TEXT PROVIDED below:

# Occupational Therapy student looking to move to Canada



## kirranen (Apr 10, 2013)

Hi all,

I am currently a final year Occupational Therapy student in Trinity College, Dublin. As the reality of making plans for next years sets in, I have been trying to research moving to Canada to work (as work is very scare here in Ireland). I was just wondering if anybody else on here has done this or would have some information/advice?

I have been researching the NOTCE exams that you have to take, I didn't think the questions looked too hard (with a bit of revision beforehand). Would people advise doing these from home before moving over, and then move over on passing (hopefully) to look for a job?

Any help or info is appreciated. Cheers!


----------



## moelle27 (Apr 29, 2013)

Hi kirranen!

I'm an Australian OT looking to move to Canada. Just registered for the NOTCE in July. 

I'm still in Aus and have chosen to only move over once I've got a job or have registration as an OT at least but it's really up to you. I guess it depends on finances, accomodation, visa requirements etc.

End of TEXT PROVIDED.
EXTRACTED RECORDS below:

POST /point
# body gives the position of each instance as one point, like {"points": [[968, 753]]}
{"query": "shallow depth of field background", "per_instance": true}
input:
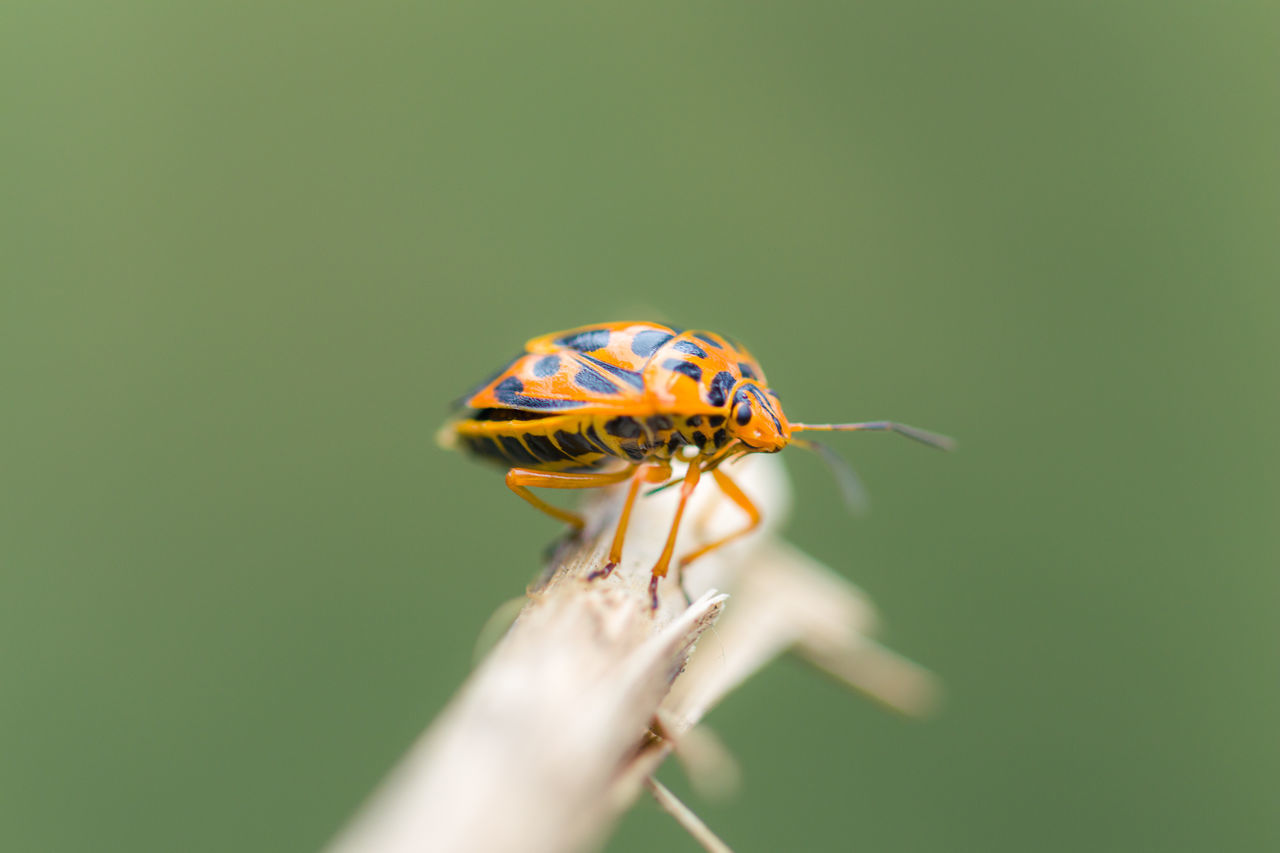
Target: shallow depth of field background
{"points": [[251, 252]]}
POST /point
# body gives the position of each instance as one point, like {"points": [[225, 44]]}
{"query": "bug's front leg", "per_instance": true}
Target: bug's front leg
{"points": [[519, 479], [658, 471], [745, 503], [659, 569]]}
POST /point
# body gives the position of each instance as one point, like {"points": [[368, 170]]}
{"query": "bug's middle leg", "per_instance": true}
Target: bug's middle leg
{"points": [[519, 479]]}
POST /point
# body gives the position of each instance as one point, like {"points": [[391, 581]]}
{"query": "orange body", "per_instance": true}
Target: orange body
{"points": [[617, 401]]}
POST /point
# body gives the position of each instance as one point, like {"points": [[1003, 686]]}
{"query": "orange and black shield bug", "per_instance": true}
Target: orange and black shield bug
{"points": [[618, 402]]}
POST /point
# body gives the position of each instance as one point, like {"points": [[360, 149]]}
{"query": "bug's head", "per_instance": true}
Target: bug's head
{"points": [[757, 419]]}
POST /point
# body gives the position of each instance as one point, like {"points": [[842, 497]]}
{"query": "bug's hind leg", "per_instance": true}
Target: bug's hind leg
{"points": [[519, 479], [649, 473]]}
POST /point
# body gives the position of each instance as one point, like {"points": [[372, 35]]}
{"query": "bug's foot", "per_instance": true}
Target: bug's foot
{"points": [[603, 573]]}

End of EXTRACTED RECORDS.

• **ACTIVITY**
In the forum thread about moving to Canada as an occupational therapist, reproduce word for word the passage starting with "## kirranen (Apr" and going on through "is appreciated. Cheers!".

• **RESPONSE BOX**
## kirranen (Apr 10, 2013)

Hi all,

I am currently a final year Occupational Therapy student in Trinity College, Dublin. As the reality of making plans for next years sets in, I have been trying to research moving to Canada to work (as work is very scare here in Ireland). I was just wondering if anybody else on here has done this or would have some information/advice?

I have been researching the NOTCE exams that you have to take, I didn't think the questions looked too hard (with a bit of revision beforehand). Would people advise doing these from home before moving over, and then move over on passing (hopefully) to look for a job?

Any help or info is appreciated. Cheers!